§ WORK INSTRUCTION: Reproduce exactly, and only, the lines of the material below running from the line bearing "Identify every instance of the bird's breast" through the line bearing "Identify every instance of the dragonfly in". Leave any pictures out.

===== RECORD EXCERPTS =====

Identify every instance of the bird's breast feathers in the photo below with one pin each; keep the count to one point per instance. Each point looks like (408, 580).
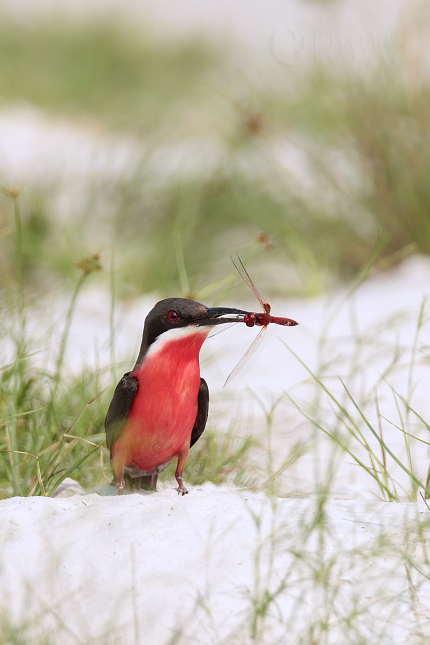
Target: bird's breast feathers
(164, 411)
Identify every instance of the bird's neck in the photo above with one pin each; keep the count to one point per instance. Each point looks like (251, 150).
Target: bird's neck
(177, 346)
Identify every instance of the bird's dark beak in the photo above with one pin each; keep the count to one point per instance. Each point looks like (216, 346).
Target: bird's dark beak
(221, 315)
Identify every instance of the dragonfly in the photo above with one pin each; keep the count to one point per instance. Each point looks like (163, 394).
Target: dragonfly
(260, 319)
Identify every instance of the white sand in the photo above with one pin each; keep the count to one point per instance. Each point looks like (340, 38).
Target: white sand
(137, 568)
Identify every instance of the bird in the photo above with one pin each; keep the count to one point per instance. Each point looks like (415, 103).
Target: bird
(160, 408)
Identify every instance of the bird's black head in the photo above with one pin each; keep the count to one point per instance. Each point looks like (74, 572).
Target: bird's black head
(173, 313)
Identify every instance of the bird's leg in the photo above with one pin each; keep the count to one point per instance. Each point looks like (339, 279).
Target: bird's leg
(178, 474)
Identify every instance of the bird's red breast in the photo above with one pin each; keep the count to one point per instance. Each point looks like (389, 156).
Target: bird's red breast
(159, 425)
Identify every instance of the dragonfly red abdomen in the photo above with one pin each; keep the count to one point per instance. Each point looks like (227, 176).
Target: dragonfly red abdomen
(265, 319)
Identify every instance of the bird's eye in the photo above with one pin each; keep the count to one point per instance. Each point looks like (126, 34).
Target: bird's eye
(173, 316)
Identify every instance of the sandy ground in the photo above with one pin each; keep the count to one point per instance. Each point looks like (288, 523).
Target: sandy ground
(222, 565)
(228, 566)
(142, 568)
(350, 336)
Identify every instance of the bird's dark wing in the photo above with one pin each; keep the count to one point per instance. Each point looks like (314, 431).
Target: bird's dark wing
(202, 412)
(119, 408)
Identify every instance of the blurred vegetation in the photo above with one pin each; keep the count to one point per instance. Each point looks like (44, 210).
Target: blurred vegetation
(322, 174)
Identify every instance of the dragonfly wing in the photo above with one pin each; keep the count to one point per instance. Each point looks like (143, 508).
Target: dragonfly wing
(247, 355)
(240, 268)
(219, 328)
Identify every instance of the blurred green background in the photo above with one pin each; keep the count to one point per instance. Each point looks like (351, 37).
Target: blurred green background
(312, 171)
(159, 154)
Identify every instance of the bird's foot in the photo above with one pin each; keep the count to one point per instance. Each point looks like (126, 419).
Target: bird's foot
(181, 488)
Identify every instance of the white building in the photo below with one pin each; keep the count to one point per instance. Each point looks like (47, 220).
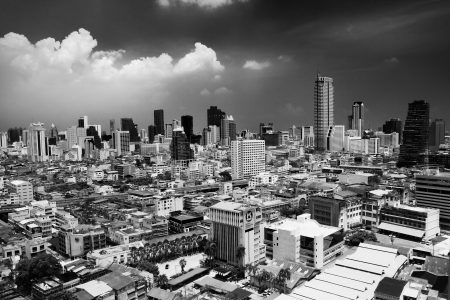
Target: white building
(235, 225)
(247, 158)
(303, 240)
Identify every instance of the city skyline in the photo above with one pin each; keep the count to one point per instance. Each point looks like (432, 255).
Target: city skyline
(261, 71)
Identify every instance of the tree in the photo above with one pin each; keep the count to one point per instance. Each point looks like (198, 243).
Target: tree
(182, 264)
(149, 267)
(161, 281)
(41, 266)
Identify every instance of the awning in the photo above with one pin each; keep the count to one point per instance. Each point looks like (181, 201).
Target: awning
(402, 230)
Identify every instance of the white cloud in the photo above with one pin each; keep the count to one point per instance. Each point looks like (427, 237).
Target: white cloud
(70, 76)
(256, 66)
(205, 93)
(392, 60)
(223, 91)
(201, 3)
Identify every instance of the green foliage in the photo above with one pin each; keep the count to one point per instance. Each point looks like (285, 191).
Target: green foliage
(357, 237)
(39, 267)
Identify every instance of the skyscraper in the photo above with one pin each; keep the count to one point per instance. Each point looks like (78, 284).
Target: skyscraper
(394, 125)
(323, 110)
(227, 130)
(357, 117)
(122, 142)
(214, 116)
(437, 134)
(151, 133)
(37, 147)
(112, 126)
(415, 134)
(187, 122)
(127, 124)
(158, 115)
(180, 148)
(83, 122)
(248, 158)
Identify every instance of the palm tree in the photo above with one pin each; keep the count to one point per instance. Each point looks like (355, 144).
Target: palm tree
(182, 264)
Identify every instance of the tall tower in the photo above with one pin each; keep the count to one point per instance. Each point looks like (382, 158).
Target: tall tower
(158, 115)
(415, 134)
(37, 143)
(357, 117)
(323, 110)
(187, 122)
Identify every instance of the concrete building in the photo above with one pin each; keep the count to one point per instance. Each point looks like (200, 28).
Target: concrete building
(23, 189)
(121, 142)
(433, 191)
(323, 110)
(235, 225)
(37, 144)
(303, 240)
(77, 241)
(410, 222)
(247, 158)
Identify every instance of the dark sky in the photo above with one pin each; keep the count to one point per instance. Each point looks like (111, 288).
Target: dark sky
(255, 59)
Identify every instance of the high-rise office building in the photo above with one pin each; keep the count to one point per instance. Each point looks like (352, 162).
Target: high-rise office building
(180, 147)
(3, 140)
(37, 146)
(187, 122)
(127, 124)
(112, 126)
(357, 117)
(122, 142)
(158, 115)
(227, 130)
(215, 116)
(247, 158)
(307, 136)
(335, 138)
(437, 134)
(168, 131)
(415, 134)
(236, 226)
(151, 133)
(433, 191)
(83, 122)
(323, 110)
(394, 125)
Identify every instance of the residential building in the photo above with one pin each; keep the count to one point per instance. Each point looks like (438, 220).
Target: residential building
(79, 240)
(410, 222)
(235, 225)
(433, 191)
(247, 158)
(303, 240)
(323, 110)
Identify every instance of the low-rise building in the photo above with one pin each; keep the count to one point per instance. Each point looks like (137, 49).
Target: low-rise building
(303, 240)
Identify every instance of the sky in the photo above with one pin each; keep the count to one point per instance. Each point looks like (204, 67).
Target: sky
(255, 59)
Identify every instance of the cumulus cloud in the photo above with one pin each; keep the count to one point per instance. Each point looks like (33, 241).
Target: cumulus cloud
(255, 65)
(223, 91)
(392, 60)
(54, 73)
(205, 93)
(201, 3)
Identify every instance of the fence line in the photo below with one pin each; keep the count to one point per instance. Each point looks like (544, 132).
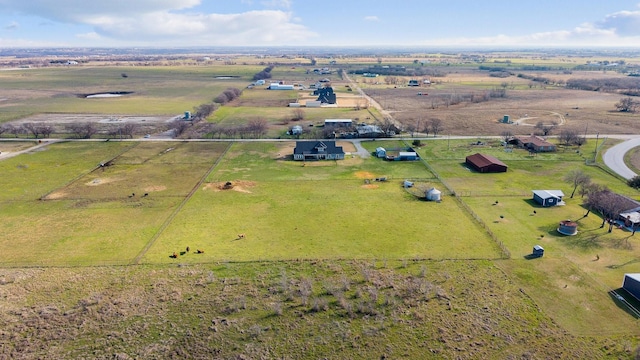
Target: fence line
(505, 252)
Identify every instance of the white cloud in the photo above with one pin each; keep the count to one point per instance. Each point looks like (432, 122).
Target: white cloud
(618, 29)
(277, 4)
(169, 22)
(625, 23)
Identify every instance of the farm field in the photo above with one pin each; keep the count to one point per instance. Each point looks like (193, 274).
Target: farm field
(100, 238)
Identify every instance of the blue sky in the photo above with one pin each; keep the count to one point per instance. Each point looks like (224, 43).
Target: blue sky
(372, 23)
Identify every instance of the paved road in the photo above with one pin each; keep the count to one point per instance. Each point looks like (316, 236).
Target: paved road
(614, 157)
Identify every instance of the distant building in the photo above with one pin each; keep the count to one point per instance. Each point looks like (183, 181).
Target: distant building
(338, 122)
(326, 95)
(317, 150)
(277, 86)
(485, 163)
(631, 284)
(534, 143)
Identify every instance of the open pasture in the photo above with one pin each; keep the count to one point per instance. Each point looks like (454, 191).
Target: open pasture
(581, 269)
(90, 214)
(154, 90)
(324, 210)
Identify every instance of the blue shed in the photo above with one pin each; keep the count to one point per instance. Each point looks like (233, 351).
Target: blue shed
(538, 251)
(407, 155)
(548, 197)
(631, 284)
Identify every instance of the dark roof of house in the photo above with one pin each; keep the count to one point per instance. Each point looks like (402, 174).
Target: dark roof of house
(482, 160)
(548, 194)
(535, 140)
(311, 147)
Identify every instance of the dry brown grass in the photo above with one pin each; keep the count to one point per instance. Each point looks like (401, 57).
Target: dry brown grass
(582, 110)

=====
===== RECORD EXCERPTS =====

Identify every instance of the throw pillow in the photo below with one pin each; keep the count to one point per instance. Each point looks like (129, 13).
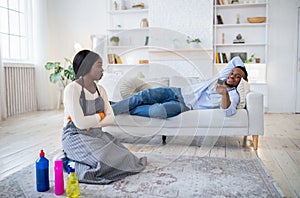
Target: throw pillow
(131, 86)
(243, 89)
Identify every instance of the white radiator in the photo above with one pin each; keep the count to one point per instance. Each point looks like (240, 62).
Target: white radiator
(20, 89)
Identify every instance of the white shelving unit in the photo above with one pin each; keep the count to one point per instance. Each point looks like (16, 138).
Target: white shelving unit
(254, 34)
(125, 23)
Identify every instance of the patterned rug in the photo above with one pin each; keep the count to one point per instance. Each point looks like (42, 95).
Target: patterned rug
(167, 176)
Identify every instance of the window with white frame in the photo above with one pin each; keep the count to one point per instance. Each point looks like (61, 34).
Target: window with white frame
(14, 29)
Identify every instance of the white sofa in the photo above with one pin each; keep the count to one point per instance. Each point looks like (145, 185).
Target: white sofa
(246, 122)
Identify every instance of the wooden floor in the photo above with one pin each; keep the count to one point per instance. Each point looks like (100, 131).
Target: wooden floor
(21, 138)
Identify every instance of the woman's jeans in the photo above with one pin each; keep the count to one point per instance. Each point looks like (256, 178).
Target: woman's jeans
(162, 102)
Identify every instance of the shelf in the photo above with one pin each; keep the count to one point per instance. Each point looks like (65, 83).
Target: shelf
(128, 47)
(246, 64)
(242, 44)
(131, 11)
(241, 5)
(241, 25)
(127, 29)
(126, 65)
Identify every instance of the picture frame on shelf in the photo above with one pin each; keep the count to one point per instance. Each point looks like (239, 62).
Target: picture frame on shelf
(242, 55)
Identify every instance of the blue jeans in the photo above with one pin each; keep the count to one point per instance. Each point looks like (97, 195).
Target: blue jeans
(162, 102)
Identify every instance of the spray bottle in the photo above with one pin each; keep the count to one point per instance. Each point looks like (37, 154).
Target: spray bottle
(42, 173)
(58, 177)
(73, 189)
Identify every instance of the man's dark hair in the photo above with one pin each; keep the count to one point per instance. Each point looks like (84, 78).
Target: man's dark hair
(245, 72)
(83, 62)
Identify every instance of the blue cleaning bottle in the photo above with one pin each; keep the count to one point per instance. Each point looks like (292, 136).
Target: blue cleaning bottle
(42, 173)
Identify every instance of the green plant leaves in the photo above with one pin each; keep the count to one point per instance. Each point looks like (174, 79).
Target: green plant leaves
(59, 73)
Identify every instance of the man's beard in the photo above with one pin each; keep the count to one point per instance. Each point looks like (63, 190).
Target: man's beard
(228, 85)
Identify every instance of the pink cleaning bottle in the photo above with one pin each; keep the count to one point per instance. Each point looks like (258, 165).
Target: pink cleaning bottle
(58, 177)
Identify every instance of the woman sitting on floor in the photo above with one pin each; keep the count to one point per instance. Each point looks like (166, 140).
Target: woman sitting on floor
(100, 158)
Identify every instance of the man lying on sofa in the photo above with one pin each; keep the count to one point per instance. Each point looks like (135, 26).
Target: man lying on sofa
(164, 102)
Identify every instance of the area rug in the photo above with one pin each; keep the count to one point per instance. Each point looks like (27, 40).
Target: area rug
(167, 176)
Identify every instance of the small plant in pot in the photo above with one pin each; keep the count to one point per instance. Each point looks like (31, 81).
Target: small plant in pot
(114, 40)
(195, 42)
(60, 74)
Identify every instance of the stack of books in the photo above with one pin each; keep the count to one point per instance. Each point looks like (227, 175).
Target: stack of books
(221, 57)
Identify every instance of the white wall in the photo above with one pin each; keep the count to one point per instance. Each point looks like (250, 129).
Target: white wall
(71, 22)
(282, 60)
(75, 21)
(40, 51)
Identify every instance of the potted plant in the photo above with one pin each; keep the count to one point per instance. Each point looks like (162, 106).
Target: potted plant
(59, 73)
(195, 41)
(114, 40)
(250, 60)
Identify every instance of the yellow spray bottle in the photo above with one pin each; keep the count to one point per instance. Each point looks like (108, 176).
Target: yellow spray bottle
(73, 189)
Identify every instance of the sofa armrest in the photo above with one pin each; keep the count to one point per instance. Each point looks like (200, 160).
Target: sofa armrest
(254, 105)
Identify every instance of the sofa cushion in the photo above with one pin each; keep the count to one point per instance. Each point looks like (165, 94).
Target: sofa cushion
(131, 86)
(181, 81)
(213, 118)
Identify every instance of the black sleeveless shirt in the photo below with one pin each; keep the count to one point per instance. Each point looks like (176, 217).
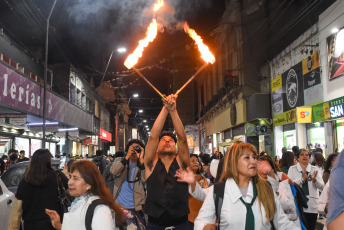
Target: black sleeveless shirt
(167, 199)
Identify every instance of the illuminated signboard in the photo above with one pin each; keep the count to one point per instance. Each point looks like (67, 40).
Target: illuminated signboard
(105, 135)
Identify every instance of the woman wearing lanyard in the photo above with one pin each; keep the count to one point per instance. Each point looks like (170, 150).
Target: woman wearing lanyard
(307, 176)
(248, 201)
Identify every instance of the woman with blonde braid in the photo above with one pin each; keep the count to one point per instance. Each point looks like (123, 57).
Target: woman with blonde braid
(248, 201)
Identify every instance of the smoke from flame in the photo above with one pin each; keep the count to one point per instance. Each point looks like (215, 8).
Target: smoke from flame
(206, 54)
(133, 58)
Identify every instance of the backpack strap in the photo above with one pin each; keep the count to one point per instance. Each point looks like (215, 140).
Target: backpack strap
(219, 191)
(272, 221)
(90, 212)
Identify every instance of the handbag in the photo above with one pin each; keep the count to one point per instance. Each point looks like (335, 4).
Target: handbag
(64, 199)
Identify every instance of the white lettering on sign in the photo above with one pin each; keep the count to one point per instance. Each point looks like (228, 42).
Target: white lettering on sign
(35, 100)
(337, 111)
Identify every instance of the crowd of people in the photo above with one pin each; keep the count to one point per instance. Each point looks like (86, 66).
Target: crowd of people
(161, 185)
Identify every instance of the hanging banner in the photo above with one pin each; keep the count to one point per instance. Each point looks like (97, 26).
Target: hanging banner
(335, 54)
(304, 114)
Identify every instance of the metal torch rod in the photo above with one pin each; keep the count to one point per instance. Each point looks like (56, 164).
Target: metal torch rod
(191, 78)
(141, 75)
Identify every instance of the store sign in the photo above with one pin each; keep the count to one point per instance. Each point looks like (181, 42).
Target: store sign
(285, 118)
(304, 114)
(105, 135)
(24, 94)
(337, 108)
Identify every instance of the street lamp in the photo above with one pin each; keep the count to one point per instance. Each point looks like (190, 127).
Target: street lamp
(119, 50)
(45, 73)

=====

§ RESULT:
Identify every instance of the bird's breast feathers in the photo below with one pin each; keep the count to one point per instance. Each point looks like (408, 580).
Target: bird's breast feathers
(164, 411)
Identify every instance of the bird's neck in the photo above with one pin each; keep the count to one point per instance. Each point looks like (251, 150).
Target: bird's neck
(177, 346)
Identify every instance of the bird's dark beak in the photo above with one pin each; keep the count to one point per instance. Each point looks like (216, 346).
Target: bird's dark beak
(221, 315)
Identify every instance of the dragonfly in the photo above with one pin each; keep the count to one point per instance. Each point looks like (163, 394).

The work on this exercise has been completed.